> [DO THIS]: Show every line of the data below that contains the word "residential", copying each line in full.
━━━ RECORDS TO PROCESS ━━━
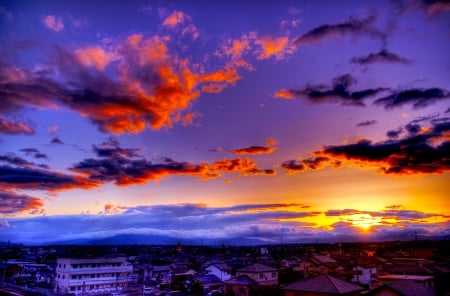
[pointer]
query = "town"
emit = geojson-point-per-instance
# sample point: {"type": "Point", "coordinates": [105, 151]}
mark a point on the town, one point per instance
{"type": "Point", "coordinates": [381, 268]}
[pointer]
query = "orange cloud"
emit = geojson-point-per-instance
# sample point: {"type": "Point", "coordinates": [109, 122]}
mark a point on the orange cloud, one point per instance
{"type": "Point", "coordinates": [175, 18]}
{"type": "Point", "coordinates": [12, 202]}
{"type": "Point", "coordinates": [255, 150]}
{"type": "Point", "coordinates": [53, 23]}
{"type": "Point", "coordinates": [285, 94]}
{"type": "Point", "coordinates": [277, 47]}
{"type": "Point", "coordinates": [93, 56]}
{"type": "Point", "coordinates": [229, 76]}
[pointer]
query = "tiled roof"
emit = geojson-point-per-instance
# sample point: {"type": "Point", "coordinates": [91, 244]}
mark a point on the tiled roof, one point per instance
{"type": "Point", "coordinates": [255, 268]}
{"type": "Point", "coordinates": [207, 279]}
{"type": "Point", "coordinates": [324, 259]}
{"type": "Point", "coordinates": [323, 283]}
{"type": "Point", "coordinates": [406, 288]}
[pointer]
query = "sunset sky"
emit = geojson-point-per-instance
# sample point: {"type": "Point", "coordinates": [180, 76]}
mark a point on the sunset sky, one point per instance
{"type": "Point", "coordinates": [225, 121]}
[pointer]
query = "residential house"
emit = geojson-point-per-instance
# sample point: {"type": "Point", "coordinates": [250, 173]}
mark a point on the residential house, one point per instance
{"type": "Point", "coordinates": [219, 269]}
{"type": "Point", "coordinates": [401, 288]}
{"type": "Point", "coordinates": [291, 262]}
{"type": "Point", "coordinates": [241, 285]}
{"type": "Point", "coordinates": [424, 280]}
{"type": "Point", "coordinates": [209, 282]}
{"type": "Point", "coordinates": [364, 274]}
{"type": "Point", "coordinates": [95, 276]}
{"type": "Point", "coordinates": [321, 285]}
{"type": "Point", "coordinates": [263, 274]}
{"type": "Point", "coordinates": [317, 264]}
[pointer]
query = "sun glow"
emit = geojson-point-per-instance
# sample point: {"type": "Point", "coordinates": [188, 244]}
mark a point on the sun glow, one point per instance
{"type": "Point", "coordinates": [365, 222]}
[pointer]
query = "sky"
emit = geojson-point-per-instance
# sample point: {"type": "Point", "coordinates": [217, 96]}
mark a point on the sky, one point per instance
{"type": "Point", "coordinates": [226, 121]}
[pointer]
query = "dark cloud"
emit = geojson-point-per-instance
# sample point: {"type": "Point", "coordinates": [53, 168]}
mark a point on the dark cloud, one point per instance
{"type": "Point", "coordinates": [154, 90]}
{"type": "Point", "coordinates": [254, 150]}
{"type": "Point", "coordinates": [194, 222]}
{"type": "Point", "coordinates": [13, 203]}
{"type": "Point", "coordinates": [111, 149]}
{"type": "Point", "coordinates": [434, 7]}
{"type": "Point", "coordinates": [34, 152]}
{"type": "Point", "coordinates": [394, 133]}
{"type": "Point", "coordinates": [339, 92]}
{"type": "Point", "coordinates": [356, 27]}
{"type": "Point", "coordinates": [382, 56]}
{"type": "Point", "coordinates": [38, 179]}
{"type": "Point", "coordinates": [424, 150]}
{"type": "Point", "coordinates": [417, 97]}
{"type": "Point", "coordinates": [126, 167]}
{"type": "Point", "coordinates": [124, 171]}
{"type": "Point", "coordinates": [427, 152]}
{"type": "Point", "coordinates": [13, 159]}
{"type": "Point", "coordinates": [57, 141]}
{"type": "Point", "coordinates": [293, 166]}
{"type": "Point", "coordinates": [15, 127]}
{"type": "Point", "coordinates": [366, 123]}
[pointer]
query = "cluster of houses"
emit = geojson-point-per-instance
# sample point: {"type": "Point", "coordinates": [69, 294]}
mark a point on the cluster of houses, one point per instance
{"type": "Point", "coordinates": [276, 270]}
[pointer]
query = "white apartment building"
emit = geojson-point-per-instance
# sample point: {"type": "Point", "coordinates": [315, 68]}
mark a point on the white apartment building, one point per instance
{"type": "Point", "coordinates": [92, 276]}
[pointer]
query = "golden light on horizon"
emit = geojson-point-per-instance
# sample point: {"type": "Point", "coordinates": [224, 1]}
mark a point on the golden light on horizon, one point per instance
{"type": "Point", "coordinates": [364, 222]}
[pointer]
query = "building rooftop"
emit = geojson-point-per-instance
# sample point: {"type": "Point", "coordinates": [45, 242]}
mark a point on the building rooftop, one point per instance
━━━
> [WRITTEN RESPONSE]:
query = "residential house"
mark a point on the residential house, one point per instance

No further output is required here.